Testo della consegna:
Prosegua l'articolo riportato di seguito sulla sentenza della Cassazione relativa allo straordinario dei dirigenti medici, cominciando dopo l'ultima frase presente.

Testo riportato:

• • •

La normativa esclude in generale il diritto del dirigente incaricato della direzione di struttura a essere compensato per il lavoro straordinario
Niente straordinario ai dirigenti medici. Lo ha stabilito la Cassazione che ha respinto dalla sezione ordinaria Lavoro il ricorso sulla richiesta di riconoscimento delle ore di straordinario di sei medici che, a loro dire, erano state lavorate da gennaio 2004 a giugno 2008. Oppure, in subordine, di essere risarciti per il danno subito dalla maggiorazione delle ore lavorate. Ma gli ermellini hanno proseguito sulla strada tracciata prima dal Tribunale di Ferrara e poi dalla Corte di Appello di Bologna negando tutte le richieste.
In particolare i professionisti, nell’iniziare la battaglia legale nei confronti dell’Azienda ospedaliera Sant’Anna di Bologna, lamentavano come "il lavoro straordinario fosse stato strumentalizzato per coprire carenze organizzative della struttura ospedaliera, al punto da divenire il ricorso ad esso – come scritto negli atti – una ordinaria modalità di organizzazione del lavoro".

• • •

Dati registrati:
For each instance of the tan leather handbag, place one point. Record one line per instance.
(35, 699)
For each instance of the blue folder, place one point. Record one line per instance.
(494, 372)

• • •

Risposta alla consegna:
Ma la Corte Suprema ha respinto ogni richiesta, condannando inoltre i sei medici a pagare le spese legali sostenute dall’azienda ospedaliera per difendersi, che ammontano a seimila euro. In sostanza i giudici capitolini hanno rilevato che già con precedenti pronunciamenti la stessa Corte a Sezioni Unite, aveva evidenziato come la normativa in materia "per l’area dirigenza medica e veterinaria – spiegano gli ermellini – nel prevedere la correspensione di una retribuzione di risultato compensativa anche dell’eventuale superamento dell’orario lavorativo per il raggiungimento dell’obiettivo assegnato, esclude in generale il diritto del dirigente incaricato della direzione di struttura a essere compensato per il lavoro straordinario".
Infine, la Corte Suprema, ha anche sottolineato come "la mera eccedentarietà oraria non comporti di per sé un trattamento economico aggiuntivo, trovando la propria collocazione nell’ambito del raggiungimento degli obiettivi di budget e nella determinazione delle quote della retribuzione di risultato". E che comunque, nel caso particolare, non era stata indicata una specifica violazione delle regole sui massimi orari "l’unico dato concreto fornito – hanno concluso i gudici – è il numero complessivo di ore lavorate negli anni presi in esame". Troppo poco per i giudici della Cassazione.